◆ TASK GOAL ◆
Take the line containing "For every instance of the cloud" and every line after it to the end of the records, and copy them exactly, excluding pictures.

◆ MATERIAL SHOWN ◆
<<<<

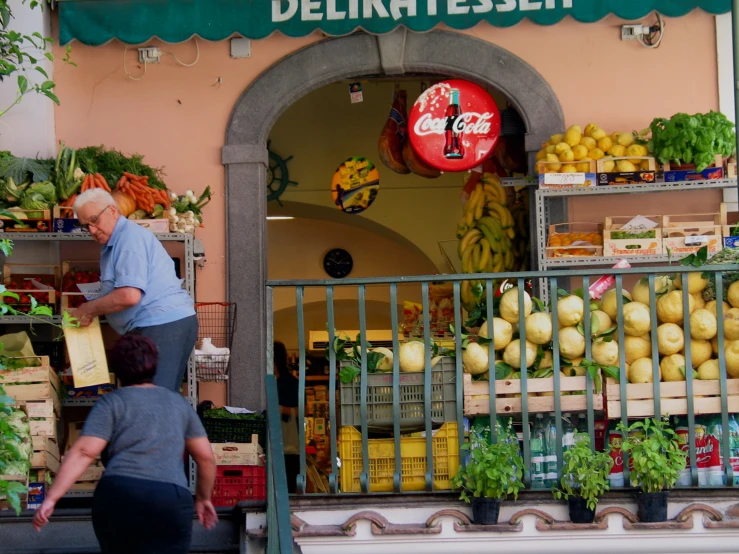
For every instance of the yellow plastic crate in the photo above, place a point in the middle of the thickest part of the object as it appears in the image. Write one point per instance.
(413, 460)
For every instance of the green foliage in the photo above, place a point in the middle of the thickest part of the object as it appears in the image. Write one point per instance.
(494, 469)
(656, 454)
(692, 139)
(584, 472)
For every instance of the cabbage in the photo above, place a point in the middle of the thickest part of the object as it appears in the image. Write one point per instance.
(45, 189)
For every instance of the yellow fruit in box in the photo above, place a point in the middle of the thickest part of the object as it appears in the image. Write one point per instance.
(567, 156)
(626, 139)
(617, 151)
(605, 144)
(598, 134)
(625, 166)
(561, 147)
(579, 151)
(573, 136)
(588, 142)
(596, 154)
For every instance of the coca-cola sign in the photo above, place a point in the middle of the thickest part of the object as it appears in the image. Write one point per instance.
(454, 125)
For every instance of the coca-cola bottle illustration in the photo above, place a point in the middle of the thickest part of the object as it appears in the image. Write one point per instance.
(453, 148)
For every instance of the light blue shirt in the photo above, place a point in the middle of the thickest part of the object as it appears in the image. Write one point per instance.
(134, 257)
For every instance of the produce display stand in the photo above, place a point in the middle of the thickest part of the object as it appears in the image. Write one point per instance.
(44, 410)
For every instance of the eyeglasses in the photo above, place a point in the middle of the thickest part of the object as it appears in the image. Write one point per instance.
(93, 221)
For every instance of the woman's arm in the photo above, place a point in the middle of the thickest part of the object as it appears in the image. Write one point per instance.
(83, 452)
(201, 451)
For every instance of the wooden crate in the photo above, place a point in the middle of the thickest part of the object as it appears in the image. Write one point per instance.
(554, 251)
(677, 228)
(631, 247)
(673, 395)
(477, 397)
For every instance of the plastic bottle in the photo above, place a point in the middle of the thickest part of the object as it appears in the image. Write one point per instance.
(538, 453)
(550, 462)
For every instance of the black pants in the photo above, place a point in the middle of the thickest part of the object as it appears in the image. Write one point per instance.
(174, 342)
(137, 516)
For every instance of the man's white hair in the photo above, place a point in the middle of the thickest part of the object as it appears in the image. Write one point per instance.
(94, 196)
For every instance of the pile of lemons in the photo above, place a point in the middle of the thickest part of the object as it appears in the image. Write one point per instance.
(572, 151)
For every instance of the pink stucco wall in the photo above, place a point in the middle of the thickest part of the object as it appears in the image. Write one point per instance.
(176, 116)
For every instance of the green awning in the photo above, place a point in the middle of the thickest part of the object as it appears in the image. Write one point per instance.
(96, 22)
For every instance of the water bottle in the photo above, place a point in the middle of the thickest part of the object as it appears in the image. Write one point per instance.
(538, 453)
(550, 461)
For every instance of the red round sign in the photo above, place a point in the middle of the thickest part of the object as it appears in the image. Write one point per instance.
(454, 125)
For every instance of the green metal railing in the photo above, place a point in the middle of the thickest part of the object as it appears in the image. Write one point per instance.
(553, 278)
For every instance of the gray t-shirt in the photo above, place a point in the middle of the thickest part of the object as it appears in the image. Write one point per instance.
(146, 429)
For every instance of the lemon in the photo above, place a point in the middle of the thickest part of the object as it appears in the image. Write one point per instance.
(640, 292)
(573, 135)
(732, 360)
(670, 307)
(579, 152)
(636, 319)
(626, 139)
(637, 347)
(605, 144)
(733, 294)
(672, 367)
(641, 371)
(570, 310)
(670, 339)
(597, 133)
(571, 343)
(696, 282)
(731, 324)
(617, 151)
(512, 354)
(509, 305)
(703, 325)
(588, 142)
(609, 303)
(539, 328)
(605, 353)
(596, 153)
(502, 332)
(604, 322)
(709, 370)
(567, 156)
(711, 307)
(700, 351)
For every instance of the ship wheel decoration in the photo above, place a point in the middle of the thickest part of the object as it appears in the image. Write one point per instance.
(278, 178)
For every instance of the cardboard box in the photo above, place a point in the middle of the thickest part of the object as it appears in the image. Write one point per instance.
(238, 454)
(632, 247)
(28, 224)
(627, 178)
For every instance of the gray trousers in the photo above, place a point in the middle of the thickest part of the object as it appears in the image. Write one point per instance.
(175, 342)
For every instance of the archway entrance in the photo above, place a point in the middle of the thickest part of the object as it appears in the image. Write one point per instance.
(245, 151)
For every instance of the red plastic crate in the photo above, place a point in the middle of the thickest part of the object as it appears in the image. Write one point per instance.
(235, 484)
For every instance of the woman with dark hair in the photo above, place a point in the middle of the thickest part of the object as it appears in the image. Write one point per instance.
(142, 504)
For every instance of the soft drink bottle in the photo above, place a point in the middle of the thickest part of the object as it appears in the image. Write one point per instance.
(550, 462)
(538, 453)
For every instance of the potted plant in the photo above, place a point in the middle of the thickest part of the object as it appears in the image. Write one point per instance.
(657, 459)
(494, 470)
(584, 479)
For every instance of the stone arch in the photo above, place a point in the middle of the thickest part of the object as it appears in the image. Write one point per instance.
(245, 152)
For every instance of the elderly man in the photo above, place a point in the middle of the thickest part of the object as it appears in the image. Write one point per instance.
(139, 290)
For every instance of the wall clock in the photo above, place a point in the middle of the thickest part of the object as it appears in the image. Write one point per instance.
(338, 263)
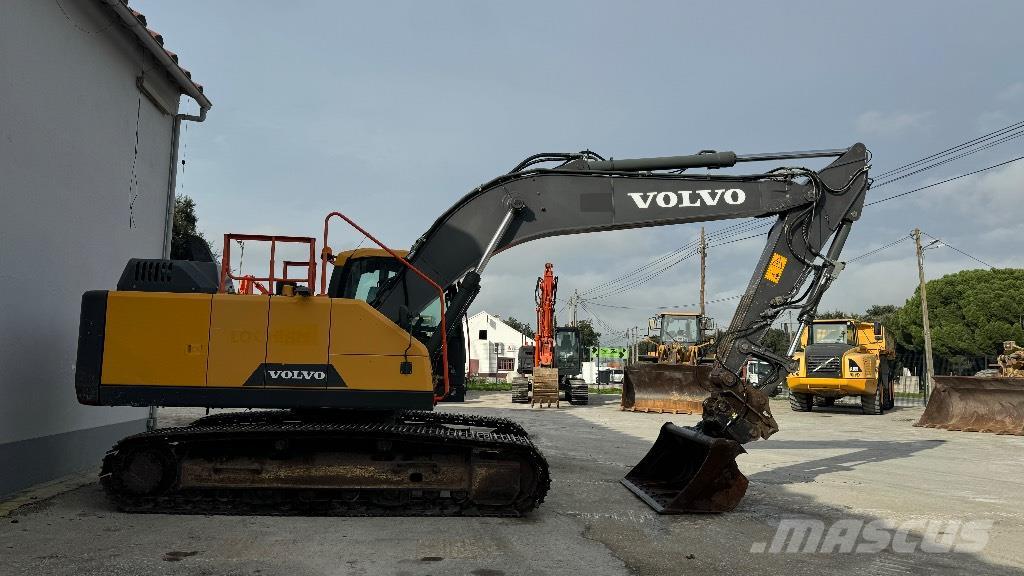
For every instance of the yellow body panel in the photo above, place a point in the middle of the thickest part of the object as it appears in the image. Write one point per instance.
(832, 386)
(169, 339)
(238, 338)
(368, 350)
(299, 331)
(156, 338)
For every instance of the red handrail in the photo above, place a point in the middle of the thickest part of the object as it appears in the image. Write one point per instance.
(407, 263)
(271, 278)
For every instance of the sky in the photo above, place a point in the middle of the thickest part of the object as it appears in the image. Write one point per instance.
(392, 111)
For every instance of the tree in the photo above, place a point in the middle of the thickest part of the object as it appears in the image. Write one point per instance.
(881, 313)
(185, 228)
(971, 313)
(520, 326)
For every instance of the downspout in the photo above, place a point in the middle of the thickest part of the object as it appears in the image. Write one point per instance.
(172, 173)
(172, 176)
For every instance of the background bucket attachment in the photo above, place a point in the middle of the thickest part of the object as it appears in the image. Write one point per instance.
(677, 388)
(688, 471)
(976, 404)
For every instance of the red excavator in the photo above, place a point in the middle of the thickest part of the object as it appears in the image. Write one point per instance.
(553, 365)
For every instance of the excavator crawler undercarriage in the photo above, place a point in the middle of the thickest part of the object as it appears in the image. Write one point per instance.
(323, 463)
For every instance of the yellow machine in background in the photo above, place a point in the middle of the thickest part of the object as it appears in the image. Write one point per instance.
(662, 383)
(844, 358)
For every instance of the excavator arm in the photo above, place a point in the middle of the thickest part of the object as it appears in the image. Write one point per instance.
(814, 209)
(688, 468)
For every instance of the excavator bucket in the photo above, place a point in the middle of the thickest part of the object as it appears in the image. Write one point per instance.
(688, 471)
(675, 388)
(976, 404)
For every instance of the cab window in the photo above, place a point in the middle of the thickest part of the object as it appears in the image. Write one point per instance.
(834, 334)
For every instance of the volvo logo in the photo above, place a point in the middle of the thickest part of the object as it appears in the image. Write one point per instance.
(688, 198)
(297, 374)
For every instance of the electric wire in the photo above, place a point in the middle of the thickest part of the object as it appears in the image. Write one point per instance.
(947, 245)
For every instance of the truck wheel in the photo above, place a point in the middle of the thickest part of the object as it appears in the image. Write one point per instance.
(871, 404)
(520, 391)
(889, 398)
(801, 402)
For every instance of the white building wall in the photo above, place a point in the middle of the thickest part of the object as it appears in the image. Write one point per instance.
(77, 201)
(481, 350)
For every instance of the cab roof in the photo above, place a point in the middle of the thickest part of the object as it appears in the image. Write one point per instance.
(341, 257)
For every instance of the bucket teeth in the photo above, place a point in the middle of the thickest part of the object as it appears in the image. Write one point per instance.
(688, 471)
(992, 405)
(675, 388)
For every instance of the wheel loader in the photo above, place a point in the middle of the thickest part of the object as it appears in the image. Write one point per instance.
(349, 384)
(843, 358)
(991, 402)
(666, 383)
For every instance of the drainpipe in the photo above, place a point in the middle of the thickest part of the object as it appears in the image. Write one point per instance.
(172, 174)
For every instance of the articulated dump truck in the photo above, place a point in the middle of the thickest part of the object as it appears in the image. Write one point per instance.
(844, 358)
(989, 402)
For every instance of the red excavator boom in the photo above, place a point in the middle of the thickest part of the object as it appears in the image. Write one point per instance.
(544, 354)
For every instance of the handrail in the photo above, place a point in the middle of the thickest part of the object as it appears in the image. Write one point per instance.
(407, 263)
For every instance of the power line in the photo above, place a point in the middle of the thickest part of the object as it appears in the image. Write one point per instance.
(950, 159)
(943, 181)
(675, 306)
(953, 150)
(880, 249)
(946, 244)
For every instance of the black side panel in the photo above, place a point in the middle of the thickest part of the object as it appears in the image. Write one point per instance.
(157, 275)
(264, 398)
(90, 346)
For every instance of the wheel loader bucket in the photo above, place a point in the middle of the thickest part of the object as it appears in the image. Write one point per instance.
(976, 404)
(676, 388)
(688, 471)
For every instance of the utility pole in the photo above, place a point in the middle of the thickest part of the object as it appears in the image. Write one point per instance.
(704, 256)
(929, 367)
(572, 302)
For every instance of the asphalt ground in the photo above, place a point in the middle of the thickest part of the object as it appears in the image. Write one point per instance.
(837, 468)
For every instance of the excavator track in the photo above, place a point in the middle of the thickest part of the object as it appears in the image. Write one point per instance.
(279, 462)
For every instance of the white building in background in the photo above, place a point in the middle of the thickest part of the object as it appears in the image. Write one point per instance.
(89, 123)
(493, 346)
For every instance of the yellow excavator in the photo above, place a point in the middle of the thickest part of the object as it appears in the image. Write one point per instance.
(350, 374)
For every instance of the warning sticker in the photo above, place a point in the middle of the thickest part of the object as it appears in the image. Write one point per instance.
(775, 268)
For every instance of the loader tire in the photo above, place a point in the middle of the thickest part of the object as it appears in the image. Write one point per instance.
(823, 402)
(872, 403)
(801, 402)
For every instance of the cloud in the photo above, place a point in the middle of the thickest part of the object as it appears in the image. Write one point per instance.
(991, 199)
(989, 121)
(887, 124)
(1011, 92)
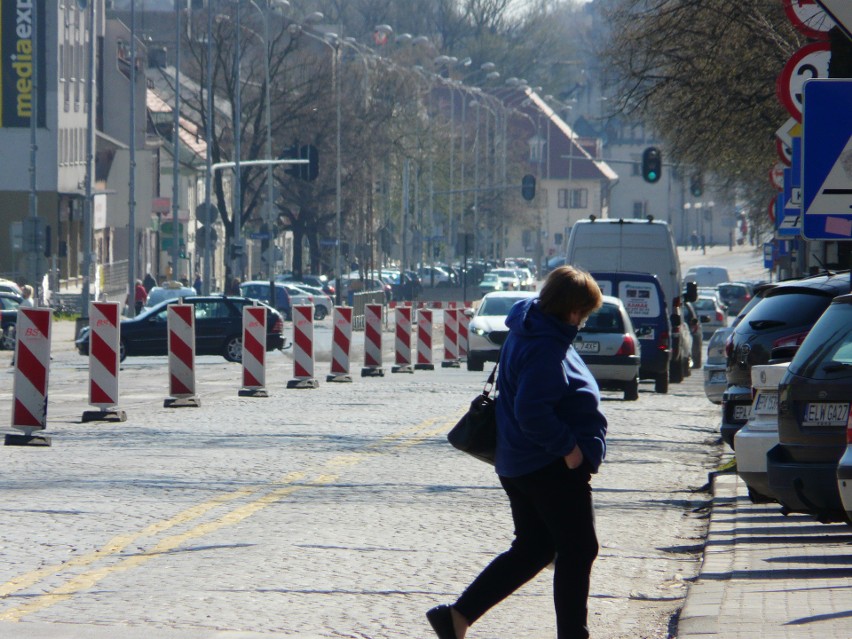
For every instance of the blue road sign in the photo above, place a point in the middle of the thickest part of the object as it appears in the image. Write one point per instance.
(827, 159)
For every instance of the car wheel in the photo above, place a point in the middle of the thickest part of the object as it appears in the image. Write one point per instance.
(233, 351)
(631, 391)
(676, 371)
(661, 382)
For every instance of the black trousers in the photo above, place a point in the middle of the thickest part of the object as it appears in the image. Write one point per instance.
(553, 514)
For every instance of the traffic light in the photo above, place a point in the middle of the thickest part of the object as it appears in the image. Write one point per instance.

>>>>

◆ ANSWER TO THIS PROBLEM ◆
For every instance of the cloud in the photo above, place a point in the middle of the thickest part of the object as it appears in the image. Write one point per instance.
(991, 199)
(989, 121)
(887, 124)
(1011, 92)
For every instance of the blue road sign in the photo above, place a point in the middle of the thickest part of the object as it appears in the image. Write one point per instance.
(827, 159)
For every instance of the car wheel in the photo above, place a point in the middle of the thickest part of the object as it appears in the image. Write one point per instance.
(233, 351)
(631, 391)
(676, 371)
(661, 382)
For every instance of the black trousers in the photo above, place a point in the middle of the thickest part of the object as it appears in the image. Write one point per instance.
(553, 514)
For every instance of the traffic light in the photo above, place a point in the middle of the thickest part of the object as it appears in the image. Write one point per instance.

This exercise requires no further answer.